■ **Exercise task**
Take the line that has "Question. Point out every instance of the window frame" in it and every line after it to the end of the entries, and reproduce them exactly.
* START *
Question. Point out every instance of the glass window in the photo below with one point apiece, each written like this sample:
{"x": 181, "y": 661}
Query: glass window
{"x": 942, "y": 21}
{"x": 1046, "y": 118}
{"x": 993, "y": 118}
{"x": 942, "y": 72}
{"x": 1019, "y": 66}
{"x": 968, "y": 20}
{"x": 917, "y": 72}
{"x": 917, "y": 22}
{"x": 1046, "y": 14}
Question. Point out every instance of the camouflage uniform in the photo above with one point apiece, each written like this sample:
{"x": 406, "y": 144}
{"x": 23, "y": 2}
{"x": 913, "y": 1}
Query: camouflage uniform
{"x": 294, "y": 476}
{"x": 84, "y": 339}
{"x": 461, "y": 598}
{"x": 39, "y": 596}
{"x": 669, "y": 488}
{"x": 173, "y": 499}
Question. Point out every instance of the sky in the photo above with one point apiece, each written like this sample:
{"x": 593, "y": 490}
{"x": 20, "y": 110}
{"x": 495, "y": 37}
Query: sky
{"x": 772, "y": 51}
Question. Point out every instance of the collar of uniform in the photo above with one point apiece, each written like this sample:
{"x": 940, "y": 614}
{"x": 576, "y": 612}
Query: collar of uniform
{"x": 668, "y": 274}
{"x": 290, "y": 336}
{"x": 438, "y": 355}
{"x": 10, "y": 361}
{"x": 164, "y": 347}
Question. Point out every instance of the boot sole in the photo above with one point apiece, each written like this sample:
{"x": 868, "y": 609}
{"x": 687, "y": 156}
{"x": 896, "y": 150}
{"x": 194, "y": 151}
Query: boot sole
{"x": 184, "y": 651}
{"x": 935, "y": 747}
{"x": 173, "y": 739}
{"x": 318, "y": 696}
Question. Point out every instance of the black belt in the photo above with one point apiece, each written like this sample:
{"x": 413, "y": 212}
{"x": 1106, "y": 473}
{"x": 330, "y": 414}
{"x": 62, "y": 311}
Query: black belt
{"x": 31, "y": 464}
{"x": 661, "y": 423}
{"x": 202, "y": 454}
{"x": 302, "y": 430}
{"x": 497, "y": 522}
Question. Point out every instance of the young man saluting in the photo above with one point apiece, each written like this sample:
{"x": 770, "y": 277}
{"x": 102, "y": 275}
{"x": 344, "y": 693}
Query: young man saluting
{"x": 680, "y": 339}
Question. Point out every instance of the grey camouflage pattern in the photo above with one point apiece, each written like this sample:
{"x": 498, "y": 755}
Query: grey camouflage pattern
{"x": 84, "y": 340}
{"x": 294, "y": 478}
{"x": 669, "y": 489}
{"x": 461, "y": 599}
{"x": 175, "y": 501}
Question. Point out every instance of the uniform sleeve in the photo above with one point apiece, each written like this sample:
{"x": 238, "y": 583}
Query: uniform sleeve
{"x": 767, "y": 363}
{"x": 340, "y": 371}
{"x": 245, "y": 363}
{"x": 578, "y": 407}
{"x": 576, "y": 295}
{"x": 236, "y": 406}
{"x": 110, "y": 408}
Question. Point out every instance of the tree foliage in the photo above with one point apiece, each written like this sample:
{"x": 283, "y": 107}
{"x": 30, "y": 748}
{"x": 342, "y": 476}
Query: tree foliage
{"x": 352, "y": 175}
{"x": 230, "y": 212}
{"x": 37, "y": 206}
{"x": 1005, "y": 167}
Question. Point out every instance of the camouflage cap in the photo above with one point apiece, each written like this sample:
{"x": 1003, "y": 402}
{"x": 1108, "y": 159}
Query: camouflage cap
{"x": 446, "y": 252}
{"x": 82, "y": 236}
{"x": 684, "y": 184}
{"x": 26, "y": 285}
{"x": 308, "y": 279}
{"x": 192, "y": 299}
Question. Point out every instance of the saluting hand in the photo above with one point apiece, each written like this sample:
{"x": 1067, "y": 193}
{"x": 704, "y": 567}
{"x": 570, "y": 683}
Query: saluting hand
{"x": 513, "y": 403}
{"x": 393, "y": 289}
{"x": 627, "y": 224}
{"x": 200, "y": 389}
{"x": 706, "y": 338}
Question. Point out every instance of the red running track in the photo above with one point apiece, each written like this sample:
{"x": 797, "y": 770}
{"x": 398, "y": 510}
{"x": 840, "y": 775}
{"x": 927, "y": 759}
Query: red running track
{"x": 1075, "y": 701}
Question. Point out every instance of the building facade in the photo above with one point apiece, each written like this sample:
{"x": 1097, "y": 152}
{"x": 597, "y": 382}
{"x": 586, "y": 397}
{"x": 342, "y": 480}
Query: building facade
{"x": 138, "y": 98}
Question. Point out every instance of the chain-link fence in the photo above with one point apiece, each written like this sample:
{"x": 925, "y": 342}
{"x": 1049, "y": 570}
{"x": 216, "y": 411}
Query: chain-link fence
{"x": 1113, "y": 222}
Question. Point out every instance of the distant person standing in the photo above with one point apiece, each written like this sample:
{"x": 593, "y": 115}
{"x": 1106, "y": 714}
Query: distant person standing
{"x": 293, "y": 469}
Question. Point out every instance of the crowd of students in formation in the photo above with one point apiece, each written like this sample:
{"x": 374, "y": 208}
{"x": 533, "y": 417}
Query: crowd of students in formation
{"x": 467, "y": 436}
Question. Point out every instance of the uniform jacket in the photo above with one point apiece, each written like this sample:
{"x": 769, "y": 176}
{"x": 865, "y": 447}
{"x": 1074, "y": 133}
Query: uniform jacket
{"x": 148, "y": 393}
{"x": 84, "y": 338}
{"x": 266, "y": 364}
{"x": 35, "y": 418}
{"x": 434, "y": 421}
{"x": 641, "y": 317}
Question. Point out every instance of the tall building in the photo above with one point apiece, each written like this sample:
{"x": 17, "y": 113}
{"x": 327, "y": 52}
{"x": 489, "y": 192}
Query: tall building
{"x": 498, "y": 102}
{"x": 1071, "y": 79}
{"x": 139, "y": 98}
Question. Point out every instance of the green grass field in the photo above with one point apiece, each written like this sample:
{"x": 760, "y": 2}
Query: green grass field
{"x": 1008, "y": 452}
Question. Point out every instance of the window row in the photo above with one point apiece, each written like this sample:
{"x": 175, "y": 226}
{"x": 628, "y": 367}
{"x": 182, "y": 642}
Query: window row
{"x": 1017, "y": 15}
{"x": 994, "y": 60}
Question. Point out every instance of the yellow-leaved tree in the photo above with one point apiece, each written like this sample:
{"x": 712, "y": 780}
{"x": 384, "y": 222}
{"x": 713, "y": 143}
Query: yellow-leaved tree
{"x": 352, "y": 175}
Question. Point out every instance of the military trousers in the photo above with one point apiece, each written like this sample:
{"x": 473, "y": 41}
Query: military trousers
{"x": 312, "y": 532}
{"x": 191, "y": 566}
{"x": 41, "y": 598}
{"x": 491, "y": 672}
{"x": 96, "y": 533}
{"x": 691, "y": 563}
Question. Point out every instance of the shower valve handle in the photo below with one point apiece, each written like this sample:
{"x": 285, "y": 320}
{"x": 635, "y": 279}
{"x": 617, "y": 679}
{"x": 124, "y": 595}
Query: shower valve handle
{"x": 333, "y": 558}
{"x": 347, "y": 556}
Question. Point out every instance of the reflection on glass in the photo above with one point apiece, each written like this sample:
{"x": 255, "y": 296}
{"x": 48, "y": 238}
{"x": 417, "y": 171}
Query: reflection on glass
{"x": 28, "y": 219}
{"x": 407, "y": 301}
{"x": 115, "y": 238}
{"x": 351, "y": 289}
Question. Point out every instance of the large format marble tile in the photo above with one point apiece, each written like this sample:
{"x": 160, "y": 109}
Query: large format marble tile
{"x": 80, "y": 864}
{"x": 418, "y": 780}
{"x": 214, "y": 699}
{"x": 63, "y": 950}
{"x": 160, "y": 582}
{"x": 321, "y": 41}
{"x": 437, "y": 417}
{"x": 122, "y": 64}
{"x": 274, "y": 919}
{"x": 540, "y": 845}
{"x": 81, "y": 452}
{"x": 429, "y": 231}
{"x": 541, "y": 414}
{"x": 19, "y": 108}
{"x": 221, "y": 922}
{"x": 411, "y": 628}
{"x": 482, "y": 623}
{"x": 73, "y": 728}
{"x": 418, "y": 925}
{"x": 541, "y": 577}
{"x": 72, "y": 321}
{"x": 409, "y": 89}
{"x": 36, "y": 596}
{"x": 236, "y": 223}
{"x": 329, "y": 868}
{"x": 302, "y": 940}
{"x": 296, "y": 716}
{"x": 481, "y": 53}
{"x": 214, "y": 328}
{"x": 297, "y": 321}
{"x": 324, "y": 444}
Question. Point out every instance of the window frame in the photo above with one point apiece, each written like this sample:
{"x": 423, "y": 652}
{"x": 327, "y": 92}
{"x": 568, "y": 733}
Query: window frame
* END *
■ **Solution to this exercise**
Question. Point out every instance of the window frame in the photo above with one point apiece, each written like this sample:
{"x": 423, "y": 652}
{"x": 327, "y": 92}
{"x": 568, "y": 733}
Query: window frame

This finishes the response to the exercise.